# STATED PROBLEM
Give every line of the entries below as a JSON list of strings, one string per line, with blank lines left out.

[Location identification entries]

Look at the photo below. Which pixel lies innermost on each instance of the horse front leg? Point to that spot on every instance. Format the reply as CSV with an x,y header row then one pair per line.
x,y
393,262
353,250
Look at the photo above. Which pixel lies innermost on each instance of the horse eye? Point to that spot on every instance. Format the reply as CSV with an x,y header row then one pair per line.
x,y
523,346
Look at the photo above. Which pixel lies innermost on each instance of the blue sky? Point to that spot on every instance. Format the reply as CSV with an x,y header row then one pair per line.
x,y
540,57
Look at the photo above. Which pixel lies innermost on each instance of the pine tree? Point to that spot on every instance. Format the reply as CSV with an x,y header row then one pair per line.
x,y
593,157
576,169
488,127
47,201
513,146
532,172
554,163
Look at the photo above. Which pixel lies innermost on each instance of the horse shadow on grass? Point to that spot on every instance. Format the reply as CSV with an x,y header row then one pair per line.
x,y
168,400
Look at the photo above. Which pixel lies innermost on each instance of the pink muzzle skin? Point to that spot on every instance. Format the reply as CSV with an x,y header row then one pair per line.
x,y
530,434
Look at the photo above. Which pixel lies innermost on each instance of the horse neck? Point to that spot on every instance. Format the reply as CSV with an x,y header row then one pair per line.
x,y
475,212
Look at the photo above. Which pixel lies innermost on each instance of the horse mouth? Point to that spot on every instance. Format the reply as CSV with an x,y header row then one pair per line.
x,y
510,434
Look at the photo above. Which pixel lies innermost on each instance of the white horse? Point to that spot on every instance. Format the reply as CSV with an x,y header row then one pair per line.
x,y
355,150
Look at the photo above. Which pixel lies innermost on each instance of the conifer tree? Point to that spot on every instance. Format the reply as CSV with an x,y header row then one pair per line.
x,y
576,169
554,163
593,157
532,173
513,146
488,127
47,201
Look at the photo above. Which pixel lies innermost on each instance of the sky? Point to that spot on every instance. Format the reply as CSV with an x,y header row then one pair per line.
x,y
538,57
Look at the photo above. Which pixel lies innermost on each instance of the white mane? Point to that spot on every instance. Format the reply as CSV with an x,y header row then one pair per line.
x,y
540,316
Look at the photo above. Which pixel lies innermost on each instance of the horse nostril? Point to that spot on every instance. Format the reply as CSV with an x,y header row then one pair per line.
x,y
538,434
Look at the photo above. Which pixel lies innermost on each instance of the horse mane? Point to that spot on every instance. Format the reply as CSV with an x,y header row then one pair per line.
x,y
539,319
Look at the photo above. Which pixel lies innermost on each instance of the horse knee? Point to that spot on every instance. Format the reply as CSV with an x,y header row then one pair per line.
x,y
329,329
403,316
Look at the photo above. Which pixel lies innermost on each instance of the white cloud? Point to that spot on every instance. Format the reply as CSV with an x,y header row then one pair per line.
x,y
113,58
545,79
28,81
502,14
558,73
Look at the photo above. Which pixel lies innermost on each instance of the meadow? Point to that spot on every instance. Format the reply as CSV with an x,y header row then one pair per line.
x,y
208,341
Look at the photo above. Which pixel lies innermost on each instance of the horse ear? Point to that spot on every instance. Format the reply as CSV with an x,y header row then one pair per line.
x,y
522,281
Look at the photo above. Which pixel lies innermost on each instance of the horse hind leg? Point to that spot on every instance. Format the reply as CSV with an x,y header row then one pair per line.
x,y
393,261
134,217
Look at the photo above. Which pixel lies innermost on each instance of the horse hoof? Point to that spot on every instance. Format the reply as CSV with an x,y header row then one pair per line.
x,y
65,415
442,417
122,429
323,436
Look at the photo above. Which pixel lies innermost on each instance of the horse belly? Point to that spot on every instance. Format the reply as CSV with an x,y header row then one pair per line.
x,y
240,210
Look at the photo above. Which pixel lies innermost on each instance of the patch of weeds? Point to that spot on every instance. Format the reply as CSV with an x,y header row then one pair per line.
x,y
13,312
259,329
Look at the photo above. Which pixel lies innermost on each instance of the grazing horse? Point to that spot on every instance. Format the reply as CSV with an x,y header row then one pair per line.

# FINISHED ANSWER
[
  "Look at the photo below. Which pixel lies innermost on each instance of the horse front leg? Point to that spot on every instance. Format the reply as CSV with an x,y header row then one pair per line.",
  "x,y",
  "393,262",
  "353,250",
  "Look at the photo above. Which pixel lies innermost on each instance of the horse eye? Point to that spot on every instance. Format the reply as CSV with an x,y header row then one pair per line.",
  "x,y",
  "523,346",
  "Look at the photo above. Which pixel lies innermost on each instance of the blue sky? Point to that spot on every instance. Format the reply as CSV with an x,y header row then one pair per line.",
  "x,y",
  "540,57",
  "Look at the photo above. Which pixel lies innermost on each instance of the pine tree? Point to that spot on every instance. Format the reply as CSV with an x,y header row then one pair per line.",
  "x,y",
  "593,157",
  "576,169",
  "488,127",
  "47,201",
  "513,146",
  "532,172",
  "554,163",
  "Look at the photo above. Which pixel lies innermost on each instance of the horse shadow on grass? Point to that spot on every instance. Format the reply as CSV with an x,y header row then one pair per line.",
  "x,y",
  "168,400",
  "Look at the photo above. Which pixel lies innermost on each instance of the pink muzzle skin? Point to that spot on every instance. Format the reply as CSV with an x,y header row then one pair per line.",
  "x,y",
  "530,434",
  "Look at the photo above. Which pixel lies innermost on each instance of the horse neck? Point to that spot on every instance. Format the reply as CSV with an x,y header row then one pair per line.",
  "x,y",
  "475,212",
  "Look at the photo above. Which pixel lies innermost on each instance of the horse mouth? Point to that spot on every instance. Format the reply as CSV with an x,y header row then one pair per line.",
  "x,y",
  "510,434",
  "Look at the photo above. Which pixel lies innermost on each instance of the white horse? Point to that spot on every instance. Format the reply as CSV with an x,y header row then one pair per line.",
  "x,y",
  "355,150",
  "Look at the photo above. Which pixel lies innermost on each instance of the conifer tree? Point to that spot on every instance. Format the reply as CSV with an x,y header row then one pair per line.",
  "x,y",
  "576,169",
  "554,163",
  "593,157",
  "532,173",
  "513,146",
  "488,127",
  "47,201",
  "Look at the photo above. Which pixel lies innermost on each instance of the sky? Point to that spot on every instance. Format the reply as CSV with an x,y header row then one pair per line.",
  "x,y",
  "538,57",
  "Look at the photo above. Which pixel lies innermost on each instance of the white mane? Point to that spot on every instance. Format the reply as CSV with an x,y header row then one pair per line.",
  "x,y",
  "540,316",
  "Look at the photo above. Which pixel lies innermost on each instance of the horse nostril? Point to that spot on every instance. Format the reply as CSV with an x,y header row then one pair per line.",
  "x,y",
  "538,434",
  "Look at the photo above. Which pixel lies innermost on each instance of the horse mane? Point to that spot on every instance. Format the reply as CSV with an x,y header row then one pair per line.",
  "x,y",
  "539,319",
  "Look at the photo above. Which pixel lies innermost on each instance of the horse knee? Point to that spot on every instance. Format the reply as CSV with an x,y header row then one pair per line.",
  "x,y",
  "329,329",
  "403,316",
  "Look at the photo above. Which pixel lies innermost on each instance of the white cloud? Point to that spot on every instance. Format the reply as CSV with an x,y header row then one pair per line.",
  "x,y",
  "113,58",
  "545,79",
  "28,81",
  "502,14",
  "558,73",
  "Look at the photo above. Which pixel lies innermost on each instance of the meadow? Point to that spot on every instance. Format the reply as CSV with an x,y header row then one pair per line.",
  "x,y",
  "208,341",
  "Look at the photo above. Which pixel lies innermost on each instance of the horse ear? Point to that spot on every instance. Format the reply as CSV with an x,y header row then one pair per line.",
  "x,y",
  "522,281",
  "Look at the photo above. Which pixel lies innermost on each instance of the horse hind leg? Point to that spot on every instance. Format the reply as CSV with an x,y header row then one pair per line.",
  "x,y",
  "393,261",
  "134,217",
  "Look at the photo above. Which pixel lies innermost on each instance of the horse hoof? Point to that spot on every instance. Format the reply as CSV with an x,y header row then one pair per line.",
  "x,y",
  "65,415",
  "442,417",
  "122,429",
  "323,436",
  "Look at the photo above. Which pixel lies innermost on each instance of the horse belly? Point to that spot on every instance. Format the reply as CSV with an x,y header row then one pair per line.",
  "x,y",
  "240,210",
  "Look at the photo above. Which pixel lies innermost on each instance of the patch of weeds? Point to that spot on every instance. Format the reply as CSV with an x,y header row then one pair per line.",
  "x,y",
  "13,312",
  "259,329",
  "Look at the photo above. Which pixel lies innermost on each instance of the grazing horse? Point to that spot on every instance. Format the reply as CSV with an x,y header row then one pair per line."
]